- [TASK GOAL] Write out every item below word for word, leaving out the pictures.

- [DATA]
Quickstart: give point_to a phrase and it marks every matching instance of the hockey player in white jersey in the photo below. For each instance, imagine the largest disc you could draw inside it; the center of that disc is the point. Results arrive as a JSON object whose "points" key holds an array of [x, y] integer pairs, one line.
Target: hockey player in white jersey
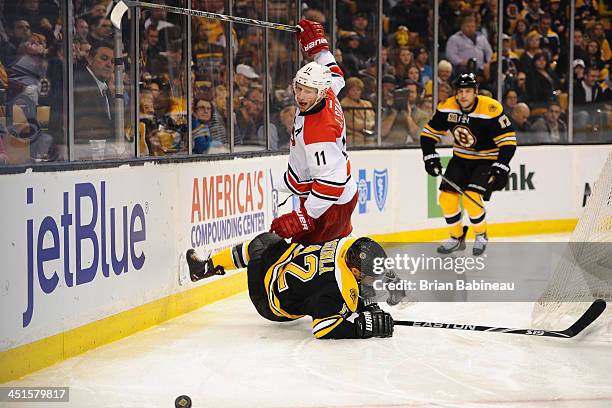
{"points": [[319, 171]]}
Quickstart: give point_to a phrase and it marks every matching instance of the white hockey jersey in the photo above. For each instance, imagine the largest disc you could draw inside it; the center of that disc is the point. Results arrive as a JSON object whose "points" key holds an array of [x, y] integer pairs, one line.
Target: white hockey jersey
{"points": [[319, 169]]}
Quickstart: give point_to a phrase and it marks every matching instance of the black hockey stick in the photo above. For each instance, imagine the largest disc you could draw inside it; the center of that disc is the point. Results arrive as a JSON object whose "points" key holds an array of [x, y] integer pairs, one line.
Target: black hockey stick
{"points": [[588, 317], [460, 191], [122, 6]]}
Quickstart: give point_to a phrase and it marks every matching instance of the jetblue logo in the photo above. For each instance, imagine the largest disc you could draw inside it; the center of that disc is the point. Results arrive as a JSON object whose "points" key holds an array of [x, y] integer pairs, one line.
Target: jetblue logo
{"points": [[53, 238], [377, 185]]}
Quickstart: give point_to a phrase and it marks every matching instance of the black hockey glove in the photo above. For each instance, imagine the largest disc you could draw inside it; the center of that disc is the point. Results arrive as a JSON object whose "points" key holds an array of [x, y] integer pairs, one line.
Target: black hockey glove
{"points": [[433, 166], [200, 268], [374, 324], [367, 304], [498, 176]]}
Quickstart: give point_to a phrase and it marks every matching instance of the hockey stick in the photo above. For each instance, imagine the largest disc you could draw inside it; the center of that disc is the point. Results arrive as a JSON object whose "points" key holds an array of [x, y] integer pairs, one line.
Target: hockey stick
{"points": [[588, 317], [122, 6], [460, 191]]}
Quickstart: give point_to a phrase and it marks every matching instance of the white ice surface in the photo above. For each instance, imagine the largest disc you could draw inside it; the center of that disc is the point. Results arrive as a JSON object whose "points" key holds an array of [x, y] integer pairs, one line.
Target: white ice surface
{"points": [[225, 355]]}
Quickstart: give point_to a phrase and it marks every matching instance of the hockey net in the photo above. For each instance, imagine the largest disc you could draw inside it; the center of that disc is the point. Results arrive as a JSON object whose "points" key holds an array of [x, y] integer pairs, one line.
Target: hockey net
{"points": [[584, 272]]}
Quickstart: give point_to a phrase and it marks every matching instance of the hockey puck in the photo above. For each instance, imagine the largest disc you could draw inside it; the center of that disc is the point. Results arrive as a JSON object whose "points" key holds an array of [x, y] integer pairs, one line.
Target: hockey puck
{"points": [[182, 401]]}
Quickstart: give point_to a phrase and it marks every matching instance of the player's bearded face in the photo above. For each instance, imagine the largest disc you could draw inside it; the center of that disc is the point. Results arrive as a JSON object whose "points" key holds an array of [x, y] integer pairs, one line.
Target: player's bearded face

- [THE REPLY]
Quickstart: give point_to a phrase and it marks every matching instance of the hockey player in white jersey in the photo below. For each instance, imagine the largest disc you could draw inside it; the center of that disc is the point. Results arrive as a JSON object whose "points" key holds an array of [x, y] integer pairs, one line.
Target: hockey player in white jersey
{"points": [[319, 171]]}
Quickstart: give point_to a phrase and it marks every matching instance of the white hockey jersey in the photo above. For each instance, imagine the largest disc you could draw inside it; the center of that disc is the point. Results arrive as a JSON object whose "points" key holds an array of [x, y] integer pairs, one line.
Target: white hockey jersey
{"points": [[319, 169]]}
Quickstart: give point_to a phrase and it marks every matching instance of the black hockey stick in the photo above. For each instance, imagine the largest disc you could draw inside it; the center of that disc is the point. Results arrive as a JSON object whose "points" key holds an array of [x, y] integer pairs, one line.
Target: black hockey stick
{"points": [[588, 317], [460, 191], [122, 6]]}
Quickstart: give point_to a phrase and it marks every matching instance of the jetblue logo in the photo above. For each instance, imagine the largest disc you could draw inside it; the center of that disc is the point. Results arrive as a JSON object whose "points" key holds an array of [x, y] integer pairs, one line.
Target: jetblue logo
{"points": [[53, 238], [377, 185]]}
Quickstart: give point_to a phrase and it marks every matching instance of the black hockey glove in the photo above. For each instance, imagine the largest disc you could draw inside it; the center of that disc is the point. Results arrive as a JSON object whose "points" key holds an array of [x, y] integer pairs, one line.
Target: black hockey glove
{"points": [[433, 166], [200, 268], [374, 324], [367, 304], [498, 176]]}
Quickstart: give point_to a phrase and it marks every matching instance of the hockey stick in the photo above. For each instance, imagine the largest disc you could draw inside it; the center of that disc is the point. Results arrive as a JSON object whose "points" key holds an array of [x, y] integer pairs, one line.
Target: hockey stick
{"points": [[588, 317], [122, 6], [460, 191]]}
Quickstart: give point_to a phrase and it marks every matching instance of the white ice surface in the photo above. For each instance, imagine the largest disc you could draw inside it; the center of that disc is the point. Results arrive as a JSON object whose "points" key holds an array of [x, y] integer pairs, one line.
Target: white ice surface
{"points": [[225, 355]]}
Quickstart: give point_to a phrase and it marks every matching instance of the hockey net in the photo above. For each instance, imagine the largest disc you could draw inside it; the center of that disc is the point. Results arrive as a JSON object whose "points" key holds an array of [x, y] integer pairs, one line.
Target: hockey net
{"points": [[584, 272]]}
Quickstart: give point_to a phrase and it marks every matching instance of the hockey puck in the photo above. For each instance, imagine the largest disc you could draw inside it; the center of that disc is the point. Results arrive as a JSON object whose "points" key holds an array of [x, y] integer pairs, one line.
Target: hockey puck
{"points": [[182, 401]]}
Quickstart: give point_to a phrase and it marks every matching instance of the player's bearded face in the photo above. For each instance, imagine the largest disc you could draw inside it; the center of that disc is the point. Results arrive as a JSON object whose "points" key holds an array of [x, y] integer pairs, one line.
Target: player's bearded face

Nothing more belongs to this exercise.